* **WHAT THE EXERCISE ASKS**
Write out everything from the start of the items down to the line containing "264 129 L 268", switching "brown leather case" to "black canvas bag" and changing nothing else.

— Start of PROVIDED RECORDS —

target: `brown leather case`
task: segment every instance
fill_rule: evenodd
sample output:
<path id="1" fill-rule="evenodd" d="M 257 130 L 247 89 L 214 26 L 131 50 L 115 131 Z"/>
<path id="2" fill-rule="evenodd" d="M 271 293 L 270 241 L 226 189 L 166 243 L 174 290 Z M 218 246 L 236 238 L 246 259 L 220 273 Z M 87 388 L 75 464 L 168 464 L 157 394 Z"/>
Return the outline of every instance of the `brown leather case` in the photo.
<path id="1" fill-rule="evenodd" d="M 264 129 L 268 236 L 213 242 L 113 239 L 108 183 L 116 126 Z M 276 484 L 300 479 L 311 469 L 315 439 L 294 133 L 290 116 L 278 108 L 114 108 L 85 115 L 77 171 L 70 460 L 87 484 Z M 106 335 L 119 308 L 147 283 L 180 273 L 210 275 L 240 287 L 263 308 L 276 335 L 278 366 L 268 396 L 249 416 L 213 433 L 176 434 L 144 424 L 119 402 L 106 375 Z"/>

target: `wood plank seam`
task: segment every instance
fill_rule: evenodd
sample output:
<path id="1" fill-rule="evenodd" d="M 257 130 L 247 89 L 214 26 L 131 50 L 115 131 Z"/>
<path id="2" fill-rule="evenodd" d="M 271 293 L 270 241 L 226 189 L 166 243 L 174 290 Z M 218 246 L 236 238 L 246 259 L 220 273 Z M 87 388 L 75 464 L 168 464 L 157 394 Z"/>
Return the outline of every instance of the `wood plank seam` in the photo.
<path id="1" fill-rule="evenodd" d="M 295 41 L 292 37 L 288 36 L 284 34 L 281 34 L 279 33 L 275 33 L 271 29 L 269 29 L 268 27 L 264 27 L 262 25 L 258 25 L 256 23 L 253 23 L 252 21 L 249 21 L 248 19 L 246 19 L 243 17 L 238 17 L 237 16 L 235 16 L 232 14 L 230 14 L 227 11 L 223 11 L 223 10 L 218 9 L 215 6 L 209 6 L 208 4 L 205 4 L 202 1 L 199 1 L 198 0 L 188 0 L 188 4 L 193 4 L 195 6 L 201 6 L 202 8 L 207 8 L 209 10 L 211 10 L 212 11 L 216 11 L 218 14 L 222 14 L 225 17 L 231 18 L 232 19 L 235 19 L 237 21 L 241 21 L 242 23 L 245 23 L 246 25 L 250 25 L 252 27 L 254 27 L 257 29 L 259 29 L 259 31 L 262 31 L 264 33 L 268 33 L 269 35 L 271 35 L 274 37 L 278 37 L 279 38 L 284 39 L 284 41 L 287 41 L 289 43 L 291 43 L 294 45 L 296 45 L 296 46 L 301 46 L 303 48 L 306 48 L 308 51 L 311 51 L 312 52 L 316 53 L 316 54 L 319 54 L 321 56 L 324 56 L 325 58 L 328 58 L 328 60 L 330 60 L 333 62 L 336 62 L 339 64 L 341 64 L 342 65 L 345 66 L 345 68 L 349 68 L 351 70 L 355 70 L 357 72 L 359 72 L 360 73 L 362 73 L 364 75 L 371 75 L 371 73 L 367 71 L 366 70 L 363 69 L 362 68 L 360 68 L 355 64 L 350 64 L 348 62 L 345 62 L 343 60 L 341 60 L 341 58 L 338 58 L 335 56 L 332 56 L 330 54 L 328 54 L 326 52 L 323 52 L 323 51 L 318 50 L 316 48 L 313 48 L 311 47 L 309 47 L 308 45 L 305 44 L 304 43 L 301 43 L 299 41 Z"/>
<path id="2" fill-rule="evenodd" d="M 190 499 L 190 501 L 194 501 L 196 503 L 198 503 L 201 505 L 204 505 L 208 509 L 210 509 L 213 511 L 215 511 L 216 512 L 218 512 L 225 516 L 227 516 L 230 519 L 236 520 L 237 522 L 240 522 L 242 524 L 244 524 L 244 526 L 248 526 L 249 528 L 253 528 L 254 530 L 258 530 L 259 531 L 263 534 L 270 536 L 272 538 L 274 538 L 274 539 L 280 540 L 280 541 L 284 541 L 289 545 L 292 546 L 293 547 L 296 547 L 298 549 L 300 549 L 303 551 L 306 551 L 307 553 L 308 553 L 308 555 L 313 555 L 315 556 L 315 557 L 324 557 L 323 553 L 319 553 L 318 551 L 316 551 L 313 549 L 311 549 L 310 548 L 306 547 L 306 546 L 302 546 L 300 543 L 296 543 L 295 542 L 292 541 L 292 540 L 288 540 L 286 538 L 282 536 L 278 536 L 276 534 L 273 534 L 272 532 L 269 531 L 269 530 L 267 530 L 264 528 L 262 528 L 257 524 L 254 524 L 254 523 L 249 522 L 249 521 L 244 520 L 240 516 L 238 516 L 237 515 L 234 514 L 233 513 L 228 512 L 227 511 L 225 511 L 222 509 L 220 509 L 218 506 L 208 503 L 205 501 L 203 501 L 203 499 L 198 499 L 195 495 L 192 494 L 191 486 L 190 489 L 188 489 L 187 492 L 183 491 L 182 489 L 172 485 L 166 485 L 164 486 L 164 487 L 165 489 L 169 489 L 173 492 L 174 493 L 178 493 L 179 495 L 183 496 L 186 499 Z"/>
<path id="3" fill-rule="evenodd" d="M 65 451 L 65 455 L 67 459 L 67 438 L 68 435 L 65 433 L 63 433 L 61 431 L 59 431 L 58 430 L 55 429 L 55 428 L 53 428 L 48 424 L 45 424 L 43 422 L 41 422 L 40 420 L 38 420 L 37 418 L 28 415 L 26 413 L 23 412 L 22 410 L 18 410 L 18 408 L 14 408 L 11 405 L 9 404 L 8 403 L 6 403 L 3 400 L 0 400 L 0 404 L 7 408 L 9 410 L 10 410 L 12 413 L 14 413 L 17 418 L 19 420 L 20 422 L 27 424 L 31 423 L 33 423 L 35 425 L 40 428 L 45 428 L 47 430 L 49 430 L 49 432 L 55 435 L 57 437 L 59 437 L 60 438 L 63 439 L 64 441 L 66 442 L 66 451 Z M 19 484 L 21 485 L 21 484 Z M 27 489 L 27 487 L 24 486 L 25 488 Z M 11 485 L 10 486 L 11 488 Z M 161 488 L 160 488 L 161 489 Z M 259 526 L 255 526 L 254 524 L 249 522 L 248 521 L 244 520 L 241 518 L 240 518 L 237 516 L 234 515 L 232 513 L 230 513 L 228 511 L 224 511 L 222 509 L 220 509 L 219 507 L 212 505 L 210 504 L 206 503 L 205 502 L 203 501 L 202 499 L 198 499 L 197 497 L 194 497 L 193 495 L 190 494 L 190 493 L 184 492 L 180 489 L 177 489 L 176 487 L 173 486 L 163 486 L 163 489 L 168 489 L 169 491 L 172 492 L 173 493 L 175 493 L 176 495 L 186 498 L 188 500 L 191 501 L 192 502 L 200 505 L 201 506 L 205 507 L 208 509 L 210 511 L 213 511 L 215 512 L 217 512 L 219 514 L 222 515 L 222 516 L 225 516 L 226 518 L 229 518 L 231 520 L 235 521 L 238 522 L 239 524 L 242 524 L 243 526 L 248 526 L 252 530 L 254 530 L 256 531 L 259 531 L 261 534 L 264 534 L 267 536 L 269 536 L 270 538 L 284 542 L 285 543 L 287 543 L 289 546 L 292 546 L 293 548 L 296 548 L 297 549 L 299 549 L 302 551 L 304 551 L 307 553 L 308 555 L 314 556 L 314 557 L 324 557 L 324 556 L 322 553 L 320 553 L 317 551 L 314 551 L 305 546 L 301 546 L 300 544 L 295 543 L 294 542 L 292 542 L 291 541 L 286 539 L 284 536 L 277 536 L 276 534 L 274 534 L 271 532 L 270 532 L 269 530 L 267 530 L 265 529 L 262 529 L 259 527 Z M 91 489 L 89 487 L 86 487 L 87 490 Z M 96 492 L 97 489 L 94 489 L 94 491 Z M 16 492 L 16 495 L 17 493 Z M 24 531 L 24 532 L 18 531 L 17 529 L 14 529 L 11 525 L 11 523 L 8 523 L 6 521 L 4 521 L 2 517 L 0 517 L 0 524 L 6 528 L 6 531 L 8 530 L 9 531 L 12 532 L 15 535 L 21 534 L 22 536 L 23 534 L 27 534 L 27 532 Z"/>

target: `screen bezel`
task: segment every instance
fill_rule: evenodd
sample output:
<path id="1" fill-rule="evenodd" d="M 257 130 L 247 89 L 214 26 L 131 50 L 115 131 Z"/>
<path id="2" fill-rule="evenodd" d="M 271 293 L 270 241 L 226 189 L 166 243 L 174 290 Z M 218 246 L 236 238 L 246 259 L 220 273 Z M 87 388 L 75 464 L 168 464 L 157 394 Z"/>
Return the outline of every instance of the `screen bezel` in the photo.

— End of PROVIDED RECORDS —

* **TASK RESULT**
target: `black canvas bag`
task: segment every instance
fill_rule: evenodd
sample output:
<path id="1" fill-rule="evenodd" d="M 257 130 L 247 89 L 214 26 L 131 50 L 115 131 Z"/>
<path id="2" fill-rule="evenodd" d="M 271 293 L 270 241 L 226 189 L 166 243 L 174 290 Z M 218 246 L 236 238 L 246 259 L 220 273 Z M 87 388 L 75 464 L 168 464 L 157 394 Z"/>
Return the outline of every instance of the `black canvas bag` in the photo.
<path id="1" fill-rule="evenodd" d="M 264 129 L 268 236 L 213 242 L 113 239 L 108 183 L 116 126 Z M 276 484 L 300 479 L 311 469 L 315 439 L 294 133 L 290 116 L 278 108 L 114 108 L 85 115 L 77 171 L 70 460 L 87 484 Z M 106 335 L 119 308 L 147 283 L 180 273 L 210 275 L 240 287 L 263 308 L 276 335 L 278 366 L 268 396 L 249 416 L 213 433 L 176 434 L 144 424 L 119 402 L 106 375 Z"/>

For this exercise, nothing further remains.